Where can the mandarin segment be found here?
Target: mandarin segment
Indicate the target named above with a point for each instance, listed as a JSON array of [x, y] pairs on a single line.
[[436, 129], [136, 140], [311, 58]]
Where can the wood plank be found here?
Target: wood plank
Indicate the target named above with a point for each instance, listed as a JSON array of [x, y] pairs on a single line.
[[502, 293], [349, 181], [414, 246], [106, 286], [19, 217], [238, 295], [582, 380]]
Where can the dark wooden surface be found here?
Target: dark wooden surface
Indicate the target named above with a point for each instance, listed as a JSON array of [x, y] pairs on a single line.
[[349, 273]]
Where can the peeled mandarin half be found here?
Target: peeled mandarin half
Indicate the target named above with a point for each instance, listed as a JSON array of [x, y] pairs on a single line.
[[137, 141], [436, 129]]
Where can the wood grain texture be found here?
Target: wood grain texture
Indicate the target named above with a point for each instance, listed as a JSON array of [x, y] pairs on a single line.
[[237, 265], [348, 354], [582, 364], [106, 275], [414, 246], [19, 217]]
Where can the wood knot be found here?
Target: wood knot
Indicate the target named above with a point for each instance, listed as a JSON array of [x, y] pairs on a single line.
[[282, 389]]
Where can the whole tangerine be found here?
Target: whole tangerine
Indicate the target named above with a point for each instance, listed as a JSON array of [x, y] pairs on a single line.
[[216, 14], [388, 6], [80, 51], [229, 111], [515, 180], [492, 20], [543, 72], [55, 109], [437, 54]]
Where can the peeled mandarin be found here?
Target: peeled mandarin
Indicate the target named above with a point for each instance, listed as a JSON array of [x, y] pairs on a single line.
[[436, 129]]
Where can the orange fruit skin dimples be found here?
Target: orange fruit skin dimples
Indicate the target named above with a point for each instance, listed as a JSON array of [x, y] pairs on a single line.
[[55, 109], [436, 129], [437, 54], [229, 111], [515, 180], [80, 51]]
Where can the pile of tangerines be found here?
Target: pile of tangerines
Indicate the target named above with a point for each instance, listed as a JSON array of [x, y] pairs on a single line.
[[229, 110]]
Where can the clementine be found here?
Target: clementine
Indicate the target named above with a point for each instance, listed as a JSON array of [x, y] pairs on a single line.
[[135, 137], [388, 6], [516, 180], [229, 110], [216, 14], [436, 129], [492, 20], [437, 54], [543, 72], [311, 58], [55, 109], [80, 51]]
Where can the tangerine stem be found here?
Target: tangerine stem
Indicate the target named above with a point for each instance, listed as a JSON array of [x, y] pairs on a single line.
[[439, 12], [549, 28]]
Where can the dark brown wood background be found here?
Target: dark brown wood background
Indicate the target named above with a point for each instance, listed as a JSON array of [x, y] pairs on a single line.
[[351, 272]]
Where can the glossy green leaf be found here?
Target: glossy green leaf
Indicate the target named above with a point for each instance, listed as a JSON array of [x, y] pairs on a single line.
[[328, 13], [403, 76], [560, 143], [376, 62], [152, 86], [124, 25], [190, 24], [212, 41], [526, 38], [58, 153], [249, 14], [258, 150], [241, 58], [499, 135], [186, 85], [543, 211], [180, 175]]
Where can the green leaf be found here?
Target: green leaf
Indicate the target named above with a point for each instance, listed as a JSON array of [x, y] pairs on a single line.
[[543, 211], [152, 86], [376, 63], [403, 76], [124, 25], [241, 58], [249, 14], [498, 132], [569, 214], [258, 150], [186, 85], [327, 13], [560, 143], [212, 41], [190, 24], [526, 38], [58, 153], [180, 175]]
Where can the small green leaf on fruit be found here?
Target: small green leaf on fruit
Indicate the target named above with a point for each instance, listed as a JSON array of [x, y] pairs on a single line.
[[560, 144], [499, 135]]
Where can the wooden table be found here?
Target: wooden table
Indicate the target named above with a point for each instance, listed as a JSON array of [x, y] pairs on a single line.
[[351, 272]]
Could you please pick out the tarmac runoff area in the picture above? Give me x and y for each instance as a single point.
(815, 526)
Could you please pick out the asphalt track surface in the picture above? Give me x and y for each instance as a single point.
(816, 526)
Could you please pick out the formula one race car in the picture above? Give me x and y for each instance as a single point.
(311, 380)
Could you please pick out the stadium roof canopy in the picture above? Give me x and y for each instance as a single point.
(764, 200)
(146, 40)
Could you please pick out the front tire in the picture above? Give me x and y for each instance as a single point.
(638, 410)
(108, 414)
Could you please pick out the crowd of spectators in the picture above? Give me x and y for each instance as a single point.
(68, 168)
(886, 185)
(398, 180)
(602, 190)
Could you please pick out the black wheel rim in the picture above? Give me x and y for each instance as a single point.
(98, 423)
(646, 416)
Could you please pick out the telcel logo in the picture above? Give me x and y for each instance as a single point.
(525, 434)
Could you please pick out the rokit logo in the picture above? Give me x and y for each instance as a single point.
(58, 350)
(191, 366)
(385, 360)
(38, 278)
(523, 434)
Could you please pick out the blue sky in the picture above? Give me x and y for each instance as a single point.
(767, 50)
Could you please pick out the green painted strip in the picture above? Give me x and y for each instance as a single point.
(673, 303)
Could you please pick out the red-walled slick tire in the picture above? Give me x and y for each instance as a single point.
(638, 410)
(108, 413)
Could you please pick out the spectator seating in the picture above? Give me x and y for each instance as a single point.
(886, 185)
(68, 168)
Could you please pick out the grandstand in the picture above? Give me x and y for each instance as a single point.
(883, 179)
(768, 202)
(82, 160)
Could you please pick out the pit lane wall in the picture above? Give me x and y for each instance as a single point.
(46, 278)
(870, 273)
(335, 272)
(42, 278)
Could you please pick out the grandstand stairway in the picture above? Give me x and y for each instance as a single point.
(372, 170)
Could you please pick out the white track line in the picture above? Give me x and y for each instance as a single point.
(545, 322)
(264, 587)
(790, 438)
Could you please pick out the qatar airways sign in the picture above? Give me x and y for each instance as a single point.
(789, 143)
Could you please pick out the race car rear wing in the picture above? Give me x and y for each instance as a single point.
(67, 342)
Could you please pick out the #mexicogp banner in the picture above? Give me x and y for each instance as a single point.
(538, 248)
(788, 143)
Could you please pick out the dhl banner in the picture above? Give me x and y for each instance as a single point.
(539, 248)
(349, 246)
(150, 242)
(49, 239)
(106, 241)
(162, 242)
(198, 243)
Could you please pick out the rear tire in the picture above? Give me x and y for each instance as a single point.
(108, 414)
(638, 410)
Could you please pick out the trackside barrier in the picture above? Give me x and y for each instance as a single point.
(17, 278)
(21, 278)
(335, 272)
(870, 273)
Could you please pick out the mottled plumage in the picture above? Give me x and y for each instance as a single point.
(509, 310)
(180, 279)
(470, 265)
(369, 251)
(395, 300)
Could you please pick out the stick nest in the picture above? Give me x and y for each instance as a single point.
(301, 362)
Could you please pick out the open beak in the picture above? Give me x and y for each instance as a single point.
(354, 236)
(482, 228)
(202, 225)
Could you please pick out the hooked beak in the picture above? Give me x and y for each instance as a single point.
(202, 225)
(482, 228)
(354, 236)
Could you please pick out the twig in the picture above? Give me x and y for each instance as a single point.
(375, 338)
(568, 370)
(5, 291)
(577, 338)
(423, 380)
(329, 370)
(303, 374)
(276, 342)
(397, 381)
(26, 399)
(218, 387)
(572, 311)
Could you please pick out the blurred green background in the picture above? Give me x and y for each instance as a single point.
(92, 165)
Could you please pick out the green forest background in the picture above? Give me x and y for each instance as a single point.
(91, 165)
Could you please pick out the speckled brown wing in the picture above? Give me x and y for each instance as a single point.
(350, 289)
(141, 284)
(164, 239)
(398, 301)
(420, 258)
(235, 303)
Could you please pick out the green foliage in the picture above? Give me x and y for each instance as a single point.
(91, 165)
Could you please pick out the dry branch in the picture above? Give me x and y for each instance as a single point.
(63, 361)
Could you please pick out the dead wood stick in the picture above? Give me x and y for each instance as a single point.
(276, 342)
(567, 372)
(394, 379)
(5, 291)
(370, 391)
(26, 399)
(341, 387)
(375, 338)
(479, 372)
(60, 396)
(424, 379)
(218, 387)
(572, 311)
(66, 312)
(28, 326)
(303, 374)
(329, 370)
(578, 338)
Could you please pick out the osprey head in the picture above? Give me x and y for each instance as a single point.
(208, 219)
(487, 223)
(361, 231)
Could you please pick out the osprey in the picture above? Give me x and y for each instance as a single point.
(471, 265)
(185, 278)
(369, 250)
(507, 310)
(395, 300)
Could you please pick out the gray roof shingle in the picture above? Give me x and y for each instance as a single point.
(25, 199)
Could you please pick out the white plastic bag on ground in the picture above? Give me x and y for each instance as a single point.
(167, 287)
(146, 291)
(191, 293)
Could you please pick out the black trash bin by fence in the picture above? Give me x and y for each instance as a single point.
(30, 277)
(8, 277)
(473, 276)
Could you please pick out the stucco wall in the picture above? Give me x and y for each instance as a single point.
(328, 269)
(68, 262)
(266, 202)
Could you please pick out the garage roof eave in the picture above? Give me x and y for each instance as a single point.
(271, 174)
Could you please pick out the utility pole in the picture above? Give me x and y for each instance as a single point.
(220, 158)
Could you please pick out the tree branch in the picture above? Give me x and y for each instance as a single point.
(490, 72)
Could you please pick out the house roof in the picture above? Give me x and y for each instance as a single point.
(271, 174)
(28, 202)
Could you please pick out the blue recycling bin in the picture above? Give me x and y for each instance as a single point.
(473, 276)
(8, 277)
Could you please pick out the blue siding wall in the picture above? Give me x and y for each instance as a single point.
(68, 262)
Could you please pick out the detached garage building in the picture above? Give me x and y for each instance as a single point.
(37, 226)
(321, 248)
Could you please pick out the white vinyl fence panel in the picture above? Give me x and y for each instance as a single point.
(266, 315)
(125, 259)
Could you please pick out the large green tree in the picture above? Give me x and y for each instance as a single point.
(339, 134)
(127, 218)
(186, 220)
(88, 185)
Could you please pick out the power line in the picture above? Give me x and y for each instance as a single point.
━━━━━━━━━━━━━━━━━━━━━━━━━━━━━━
◆ What this task involves
Write only the number of lines in the listing that include "skin".

◆ Answer below
2